TRY IT. Please print the records below exactly as they are.

DATASET RECORDS.
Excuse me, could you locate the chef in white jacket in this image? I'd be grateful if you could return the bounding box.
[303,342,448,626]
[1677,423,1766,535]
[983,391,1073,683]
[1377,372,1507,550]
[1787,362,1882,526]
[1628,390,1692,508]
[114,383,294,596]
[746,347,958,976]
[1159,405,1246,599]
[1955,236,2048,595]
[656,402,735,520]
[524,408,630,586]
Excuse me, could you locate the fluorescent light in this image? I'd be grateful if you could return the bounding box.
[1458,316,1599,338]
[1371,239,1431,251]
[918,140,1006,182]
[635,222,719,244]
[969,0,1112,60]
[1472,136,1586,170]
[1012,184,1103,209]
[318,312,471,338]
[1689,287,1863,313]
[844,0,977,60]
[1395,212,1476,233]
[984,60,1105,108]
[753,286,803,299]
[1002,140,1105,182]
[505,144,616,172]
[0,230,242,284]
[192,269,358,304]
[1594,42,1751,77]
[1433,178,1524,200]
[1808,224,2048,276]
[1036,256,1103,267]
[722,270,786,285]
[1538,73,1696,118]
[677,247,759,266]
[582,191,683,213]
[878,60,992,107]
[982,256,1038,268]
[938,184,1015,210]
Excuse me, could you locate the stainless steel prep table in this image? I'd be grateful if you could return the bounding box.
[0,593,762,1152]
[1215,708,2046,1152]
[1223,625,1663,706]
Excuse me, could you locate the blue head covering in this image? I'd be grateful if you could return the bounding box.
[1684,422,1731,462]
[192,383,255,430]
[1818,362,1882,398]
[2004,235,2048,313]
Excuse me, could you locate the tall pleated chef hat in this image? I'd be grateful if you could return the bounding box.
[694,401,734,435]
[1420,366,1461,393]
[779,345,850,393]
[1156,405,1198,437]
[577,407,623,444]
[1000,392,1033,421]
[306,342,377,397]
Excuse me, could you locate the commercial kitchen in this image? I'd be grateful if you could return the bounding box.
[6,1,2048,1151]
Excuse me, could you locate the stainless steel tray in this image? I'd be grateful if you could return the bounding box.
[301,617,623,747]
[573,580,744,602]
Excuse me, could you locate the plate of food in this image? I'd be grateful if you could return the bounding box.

EXERCISE RESULT.
Excuse me, could you locate the chef in white jacket in this image? I'd be grateful if you could return the bounding box.
[303,342,448,626]
[1677,423,1766,535]
[983,391,1073,683]
[1377,372,1507,550]
[1787,362,1882,526]
[1628,390,1692,508]
[114,383,294,596]
[746,347,958,976]
[1159,405,1246,599]
[1955,236,2048,595]
[656,402,735,520]
[524,408,630,586]
Excuse me, could you locate the fluorescent light in this image? I'd be grateful if you could return the bounding box.
[1458,316,1599,338]
[1371,239,1431,251]
[918,140,1006,182]
[635,222,719,244]
[969,0,1112,60]
[1472,136,1586,170]
[1012,184,1103,209]
[318,312,471,338]
[1689,287,1863,313]
[844,0,977,60]
[1395,212,1476,233]
[984,60,1105,108]
[753,286,803,299]
[1002,140,1105,182]
[505,144,616,172]
[0,230,242,284]
[192,269,358,304]
[1594,42,1751,77]
[1433,178,1524,200]
[1808,224,2048,276]
[1036,256,1103,267]
[722,270,786,285]
[1538,73,1696,118]
[677,247,759,266]
[582,191,683,213]
[878,60,992,107]
[982,256,1038,268]
[938,184,1015,210]
Excuse me, could you locate the stainless steel prep table in this image? I'd be grateful if you could return the bounding box.
[0,593,762,1152]
[1215,708,2046,1152]
[1223,625,1663,706]
Excuse me, could you locate the blue head covering in this image? I'd be grateful if you could return the bounding box.
[1684,422,1731,462]
[192,383,255,430]
[1818,362,1882,398]
[2004,235,2048,313]
Excuse me, could you locate the tall pleated chef hat in this image? I'd be grateful if you could return the bounding box.
[694,401,734,435]
[1420,366,1461,393]
[779,345,850,393]
[1156,405,1198,437]
[577,407,623,444]
[1000,392,1033,421]
[306,342,377,397]
Excuse me, could you locate the commercial kitchen in this image? I'd be grateful if you could return the bounding box.
[6,1,2048,1151]
Excuse me, could you locate the stainless steel tray in this image? I'd be grateful if you could return the bounding box.
[301,617,623,747]
[573,580,744,602]
Excuse me, could you locate the plate of food in this image? I'd be grateful if you could return the bounding box.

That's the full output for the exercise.